(Aim) From the line that holds "Locate every instance of the glass" to the last line of the data, copy everything exactly; leave out all the rest.

(Dataset)

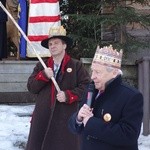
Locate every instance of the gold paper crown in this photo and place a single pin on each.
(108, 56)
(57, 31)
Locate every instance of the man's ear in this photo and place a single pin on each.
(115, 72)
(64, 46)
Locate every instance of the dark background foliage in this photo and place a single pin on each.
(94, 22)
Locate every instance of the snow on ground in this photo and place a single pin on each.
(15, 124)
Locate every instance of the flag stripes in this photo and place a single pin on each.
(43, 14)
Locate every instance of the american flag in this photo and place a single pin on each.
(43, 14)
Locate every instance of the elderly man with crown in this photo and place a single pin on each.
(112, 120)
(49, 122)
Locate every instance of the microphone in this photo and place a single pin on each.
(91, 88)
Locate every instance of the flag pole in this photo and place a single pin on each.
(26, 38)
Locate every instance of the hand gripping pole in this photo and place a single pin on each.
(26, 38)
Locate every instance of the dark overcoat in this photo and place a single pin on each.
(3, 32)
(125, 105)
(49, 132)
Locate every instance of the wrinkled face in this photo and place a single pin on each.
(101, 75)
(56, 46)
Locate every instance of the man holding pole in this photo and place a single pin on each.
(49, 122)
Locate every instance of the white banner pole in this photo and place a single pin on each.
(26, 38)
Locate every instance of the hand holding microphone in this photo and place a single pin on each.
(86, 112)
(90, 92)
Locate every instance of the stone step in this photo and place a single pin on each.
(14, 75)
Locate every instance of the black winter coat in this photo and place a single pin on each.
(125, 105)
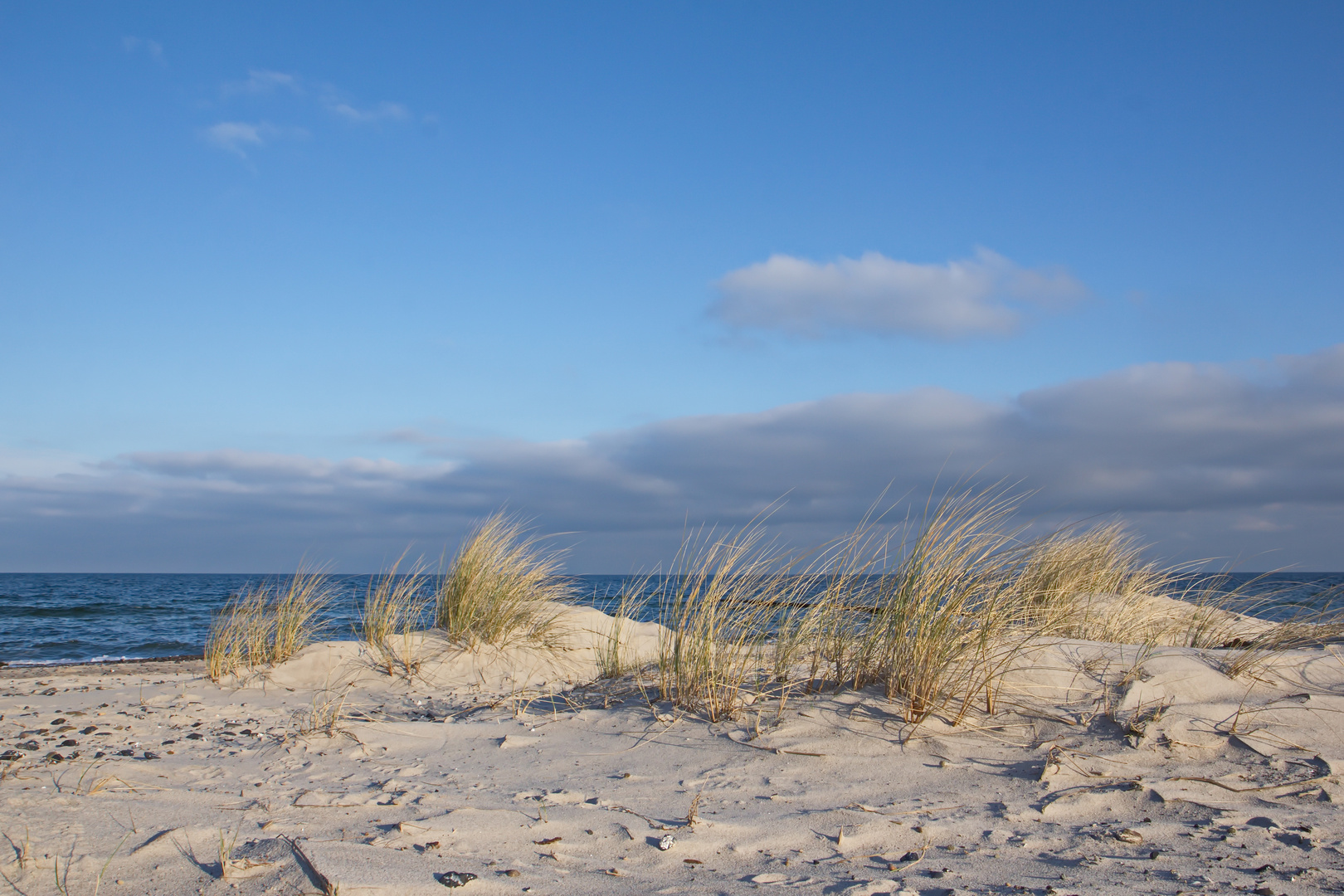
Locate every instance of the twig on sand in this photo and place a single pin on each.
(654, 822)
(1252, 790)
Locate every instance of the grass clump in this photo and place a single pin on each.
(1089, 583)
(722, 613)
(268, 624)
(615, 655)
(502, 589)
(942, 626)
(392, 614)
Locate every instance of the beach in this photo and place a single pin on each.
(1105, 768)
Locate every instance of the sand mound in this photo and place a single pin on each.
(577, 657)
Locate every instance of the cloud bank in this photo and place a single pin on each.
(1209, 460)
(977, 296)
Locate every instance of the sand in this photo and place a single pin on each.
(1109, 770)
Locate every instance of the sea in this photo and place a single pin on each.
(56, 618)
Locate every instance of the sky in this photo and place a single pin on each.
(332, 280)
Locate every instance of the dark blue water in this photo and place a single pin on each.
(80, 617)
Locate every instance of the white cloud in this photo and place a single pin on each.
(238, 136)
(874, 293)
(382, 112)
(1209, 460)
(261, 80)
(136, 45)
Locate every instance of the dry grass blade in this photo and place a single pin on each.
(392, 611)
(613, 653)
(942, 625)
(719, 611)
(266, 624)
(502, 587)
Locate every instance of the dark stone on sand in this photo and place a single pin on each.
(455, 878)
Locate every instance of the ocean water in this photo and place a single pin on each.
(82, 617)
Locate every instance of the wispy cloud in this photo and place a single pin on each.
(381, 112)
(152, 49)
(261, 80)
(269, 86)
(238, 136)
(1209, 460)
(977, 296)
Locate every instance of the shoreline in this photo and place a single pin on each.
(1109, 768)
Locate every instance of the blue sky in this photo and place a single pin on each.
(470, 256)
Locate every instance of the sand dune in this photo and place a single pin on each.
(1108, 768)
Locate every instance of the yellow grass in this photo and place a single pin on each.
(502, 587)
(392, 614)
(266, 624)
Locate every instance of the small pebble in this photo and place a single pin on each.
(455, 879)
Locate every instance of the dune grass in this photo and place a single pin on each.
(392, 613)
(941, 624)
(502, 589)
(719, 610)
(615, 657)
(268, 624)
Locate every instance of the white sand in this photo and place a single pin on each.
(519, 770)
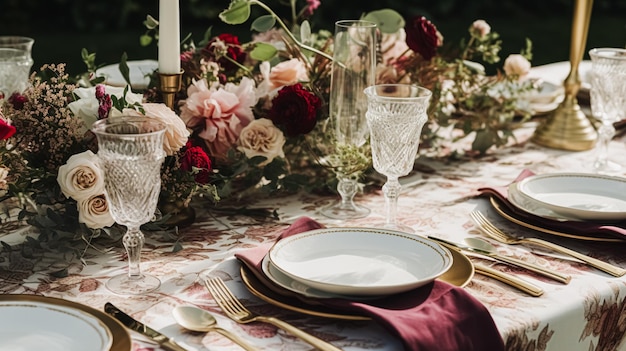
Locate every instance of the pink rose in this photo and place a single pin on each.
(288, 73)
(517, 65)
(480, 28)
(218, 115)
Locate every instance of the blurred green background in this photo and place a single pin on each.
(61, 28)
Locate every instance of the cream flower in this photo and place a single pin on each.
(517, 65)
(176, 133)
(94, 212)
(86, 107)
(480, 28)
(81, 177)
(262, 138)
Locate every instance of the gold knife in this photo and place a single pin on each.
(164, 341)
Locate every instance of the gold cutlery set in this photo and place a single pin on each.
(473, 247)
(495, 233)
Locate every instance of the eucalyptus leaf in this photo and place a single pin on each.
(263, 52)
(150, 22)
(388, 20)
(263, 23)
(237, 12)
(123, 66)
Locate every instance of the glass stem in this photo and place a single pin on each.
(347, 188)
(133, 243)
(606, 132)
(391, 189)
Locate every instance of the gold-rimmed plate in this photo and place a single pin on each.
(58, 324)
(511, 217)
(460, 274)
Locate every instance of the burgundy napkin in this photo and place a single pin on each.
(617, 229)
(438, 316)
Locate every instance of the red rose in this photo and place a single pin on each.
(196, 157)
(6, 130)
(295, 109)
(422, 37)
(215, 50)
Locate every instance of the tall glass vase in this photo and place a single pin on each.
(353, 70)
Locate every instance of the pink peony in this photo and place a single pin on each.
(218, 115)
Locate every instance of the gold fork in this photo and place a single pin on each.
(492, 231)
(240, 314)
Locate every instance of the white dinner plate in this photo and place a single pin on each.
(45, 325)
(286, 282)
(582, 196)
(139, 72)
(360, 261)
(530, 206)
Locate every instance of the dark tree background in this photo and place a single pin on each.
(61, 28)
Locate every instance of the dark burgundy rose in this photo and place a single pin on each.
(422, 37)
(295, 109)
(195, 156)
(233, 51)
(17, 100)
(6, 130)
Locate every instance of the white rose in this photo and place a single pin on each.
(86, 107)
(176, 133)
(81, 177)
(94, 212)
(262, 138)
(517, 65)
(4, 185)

(Written answer)
Locate every instance of the glass stem in this photo and place a single pin on each.
(347, 188)
(133, 243)
(606, 132)
(391, 189)
Locate every instance of the gold-rimmed plate in this photo and place a single pin on each.
(58, 324)
(511, 217)
(460, 274)
Locate every instance of the burgundy napkin in this photo and place a single pin on each.
(617, 229)
(438, 316)
Locate every instance of the red rose in this photo and place a single pin on each.
(196, 157)
(6, 130)
(295, 109)
(422, 37)
(215, 50)
Locate every instance of the tall glass vase in this photo and place a single pin on each.
(353, 70)
Locate every instance of the pink peony in this photo and place a single pin on each.
(218, 115)
Locate every instance of the gold fork in this photo and place a single pin on each.
(492, 231)
(240, 314)
Locate every instance of the white dinner plate in this photo and place a single pin on each.
(45, 325)
(286, 282)
(582, 196)
(139, 72)
(360, 261)
(530, 206)
Locate every instance of the dark tree background in this photo and place a single pin on each.
(61, 28)
Locate every instance of the dark burgundy rose in this photo and place a single pin on each.
(422, 37)
(295, 109)
(195, 156)
(233, 51)
(17, 100)
(6, 130)
Locate every instance of the white rose in this photo and place a single pin on each.
(86, 107)
(176, 133)
(81, 177)
(94, 212)
(262, 138)
(517, 65)
(4, 185)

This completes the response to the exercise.